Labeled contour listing
[Start]
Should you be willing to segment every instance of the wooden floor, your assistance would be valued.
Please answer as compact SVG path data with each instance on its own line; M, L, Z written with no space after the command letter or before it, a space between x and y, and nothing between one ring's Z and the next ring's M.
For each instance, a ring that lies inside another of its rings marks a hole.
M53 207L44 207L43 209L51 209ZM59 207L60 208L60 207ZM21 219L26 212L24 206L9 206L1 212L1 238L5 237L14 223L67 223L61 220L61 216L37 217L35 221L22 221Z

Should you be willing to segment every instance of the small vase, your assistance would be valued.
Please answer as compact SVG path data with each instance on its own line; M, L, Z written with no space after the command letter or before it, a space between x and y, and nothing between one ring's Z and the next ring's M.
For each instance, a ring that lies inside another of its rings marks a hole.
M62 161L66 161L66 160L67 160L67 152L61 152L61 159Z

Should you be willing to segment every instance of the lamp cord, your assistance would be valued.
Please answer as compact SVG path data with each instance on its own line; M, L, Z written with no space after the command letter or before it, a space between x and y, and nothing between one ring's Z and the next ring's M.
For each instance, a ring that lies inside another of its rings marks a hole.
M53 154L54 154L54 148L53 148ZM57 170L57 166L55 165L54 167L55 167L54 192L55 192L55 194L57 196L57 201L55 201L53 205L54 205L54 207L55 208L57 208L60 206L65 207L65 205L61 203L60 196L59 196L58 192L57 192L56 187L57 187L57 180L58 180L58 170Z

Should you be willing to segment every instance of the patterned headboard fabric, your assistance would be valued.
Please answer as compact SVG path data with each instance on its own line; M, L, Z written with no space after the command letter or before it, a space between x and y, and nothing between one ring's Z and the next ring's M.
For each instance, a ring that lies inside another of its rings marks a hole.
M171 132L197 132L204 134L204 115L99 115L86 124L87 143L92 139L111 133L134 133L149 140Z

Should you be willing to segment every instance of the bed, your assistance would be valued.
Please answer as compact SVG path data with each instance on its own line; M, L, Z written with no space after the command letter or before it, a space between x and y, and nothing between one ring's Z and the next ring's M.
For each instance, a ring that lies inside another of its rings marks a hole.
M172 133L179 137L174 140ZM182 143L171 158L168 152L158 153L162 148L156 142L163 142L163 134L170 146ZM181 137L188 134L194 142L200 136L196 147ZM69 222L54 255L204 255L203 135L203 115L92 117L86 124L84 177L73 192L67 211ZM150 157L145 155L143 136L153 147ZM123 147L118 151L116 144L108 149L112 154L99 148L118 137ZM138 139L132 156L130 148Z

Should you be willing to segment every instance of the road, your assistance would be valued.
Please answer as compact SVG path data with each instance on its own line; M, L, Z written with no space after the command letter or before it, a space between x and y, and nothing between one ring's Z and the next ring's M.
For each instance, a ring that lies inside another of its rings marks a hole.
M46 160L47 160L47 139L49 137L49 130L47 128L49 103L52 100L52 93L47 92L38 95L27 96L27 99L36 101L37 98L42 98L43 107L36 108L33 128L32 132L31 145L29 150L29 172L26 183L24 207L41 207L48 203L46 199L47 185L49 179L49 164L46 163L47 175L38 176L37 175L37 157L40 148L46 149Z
[End]
What is asked: Reproduce the listing above verbatim, line for line.

Task solution:
Should you be willing to segment every instance of the wooden floor, your assistance would be valued.
Please answer as compact SVG path data with each instance on its own line; M, L, Z written with no space after the command letter or before it, a space between x and y, and nothing between one ring's Z and the next ring's M.
For each instance, a ring that lies inside another of its rings marks a hole.
M53 207L44 207L43 209L51 209ZM59 207L60 208L60 207ZM21 219L26 212L24 206L9 206L1 212L1 238L5 237L14 223L67 223L61 220L61 216L37 217L35 221L22 221Z

Should you be willing to segment every instance of the small vase, your assistance would be valued.
Please answer as compact SVG path data with each instance on its own line; M, L, Z written with no space after the command letter or before it, a space between x and y, and nothing between one ring's Z and the next ring's M.
For each instance, a ring that lies inside another of its rings marks a hole.
M62 161L66 161L66 160L67 160L67 152L61 152L61 159Z

Should you be willing to segment every instance of the lamp cord, your assistance would be valued.
Please answer as compact SVG path data with each instance on its own line; M, L, Z written with no space after the command letter or before it, a space between x and y, and nothing between one ring's Z and the next ring's M.
For each instance, a ring that lies inside another of its rings marks a hole.
M53 154L54 154L54 148L53 148ZM57 170L57 166L55 165L54 167L55 167L54 192L55 192L55 194L57 196L57 201L55 201L53 205L54 205L54 207L55 208L57 208L60 206L65 207L65 205L61 203L60 196L59 196L58 192L57 192L56 187L57 187L57 180L58 180L58 170Z

Should you be willing to segment every instance of the patterned headboard fabric, your assistance would be valued.
Please answer as compact SVG path data with each instance on its own line; M, L, Z written with no space after the command letter or before it, a space between x and y, and nothing between one ring's Z and the next ring's M.
For each instance, a ring that lies inside another of its rings marks a hole.
M171 132L197 132L204 134L204 115L99 115L86 124L87 143L92 139L111 133L134 133L149 140Z

Should you be willing to segment every instance of the bed, your assistance would be valued.
Please answer as compact SVG path data with each instance on its own line; M, L, Z written with no space after the command letter or before it, a space between x and y, and nothing between one ring's Z and the next ring's M.
For each instance, a ring that lies inside another of its rings marks a hole.
M172 133L179 137L174 140ZM182 143L171 158L168 152L158 153L162 148L156 142L163 142L163 134L170 146ZM181 137L188 134L194 142L200 136L196 147ZM69 222L54 255L204 255L203 135L203 115L92 117L86 124L84 177L73 192L67 211ZM150 157L145 155L143 136L153 147ZM123 147L118 151L116 144L108 149L112 154L99 148L118 137ZM138 139L132 156L130 148Z

Should you be willing to segment every instance of the road, your assistance would be valued.
Please answer as compact SVG path data with each instance on its own line; M, L, Z written with no space after the command letter or before it, a space between x and y, and nothing between one ring's Z and the next ring's M.
For each instance, a ring that lies inside another of its rings marks a hole.
M46 160L47 160L47 139L49 137L49 130L47 128L49 103L52 100L52 93L47 92L38 95L27 96L27 99L36 101L37 98L42 98L43 107L36 108L33 128L32 132L31 145L29 150L29 172L26 183L24 207L41 207L48 203L46 199L47 185L49 179L49 164L46 163L47 175L38 176L37 175L37 157L40 148L46 149Z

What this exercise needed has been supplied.